**Work required**
Reproduce word for word the passage of the invention summary on thin film deposition that begins with the words "SUMMARY OF THE" and ends with "cleaning system.".

SUMMARY OF THE INVENTION
[0009] A method and system is provided for improving the transport
of precursor vapor in a thin film deposition system.
[0010] In one embodiment of the present invention, a method and
system is provided for improving the transport of precursor vapor
in a thin film deposition system by applying a coating to one or
more internal surfaces of a vapor delivery system exposed to the
precursor vapor.
[0011] In a further embodiment of the present invention, a method
and system is provided for depositing a metal film from a
metal-carbonyl precursor, and periodic cleaning of the coating
applied to the internal surfaces is performed using an in-situ
cleaning system.
[0012] According to another embodiment, a deposition system for
forming a thin film on a substrate is provided comprising: a
process chamber having a substrate holder configured to support and
to heat the substrate, a vapor distribution system configured to
introduce film precursor vapor above the substrate, and a pumping
system configured to evacuate the process chamber; a film precursor
evaporation system configured to evaporate a film precursor; a
vapor delivery system having a first end coupled to an outlet of
the film precursor evaporation system and a second end coupled to
an inlet of the vapor distribution system of the process chamber; a
carrier gas supply system coupled to at least one of the film
precursor evaporation system or the vapor delivery system, or both,
and configured to supply a carrier gas to transport the film
precursor vapor in the carrier gas to the inlet of the vapor
distribution system; and a coating applied to one or more internal
surfaces vapor delivery system, wherein the coating is configured
to reduce decomposition of the film precursor on the one or more
internal surfaces.
[0013] According to yet another embodiment, a method for depositing
a refractory metal film is provided comprising: applying a coating
to at least one internal surface of a vapor delivery system for
supplying metal precursor vapor to a process chamber of a
deposition system configured to perform thermal chemical vapor
deposition (TCVD) from a metal precursor; depositing the refractory
metal film on one or more substrates using the deposition system;
and cleaning the deposition system following the depositing of the
refractory metal film on the one or more substrates using a
cleaning composition formed in an in-situ cleaning system coupled
to the deposition system.

**Raw data**
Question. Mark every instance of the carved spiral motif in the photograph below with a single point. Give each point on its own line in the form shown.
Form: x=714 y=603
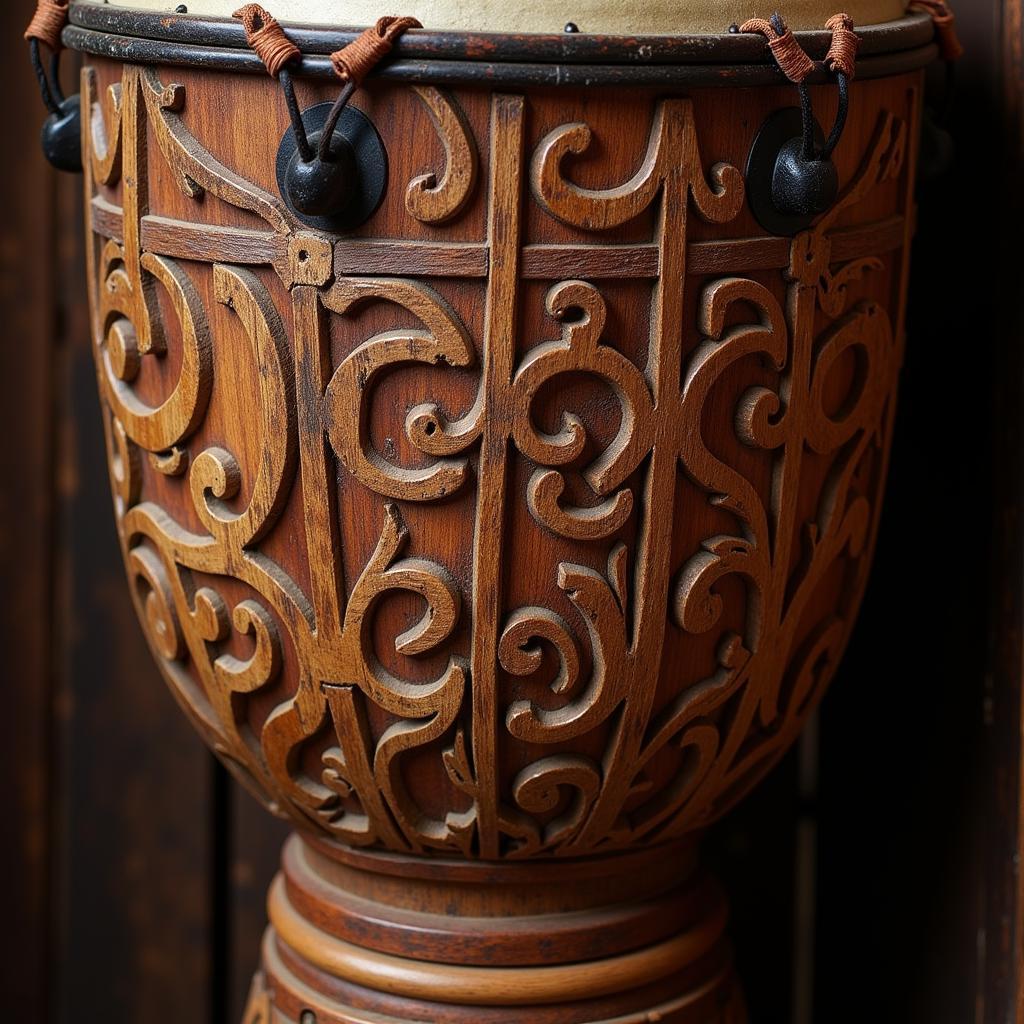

**Exercise result**
SUMMARY OF THE INVENTION
[0009] A method and system is provided for improving the transport
of precursor vapor in a thin film deposition system.
[0010] In one embodiment of the present invention, a method and
system is provided for improving the transport of precursor vapor
in a thin film deposition system by applying a coating to one or
more internal surfaces of a vapor delivery system exposed to the
precursor vapor.
[0011] In a further embodiment of the present invention, a method
and system is provided for depositing a metal film from a
metal-carbonyl precursor, and periodic cleaning of the coating
applied to the internal surfaces is performed using an in-situ
cleaning system.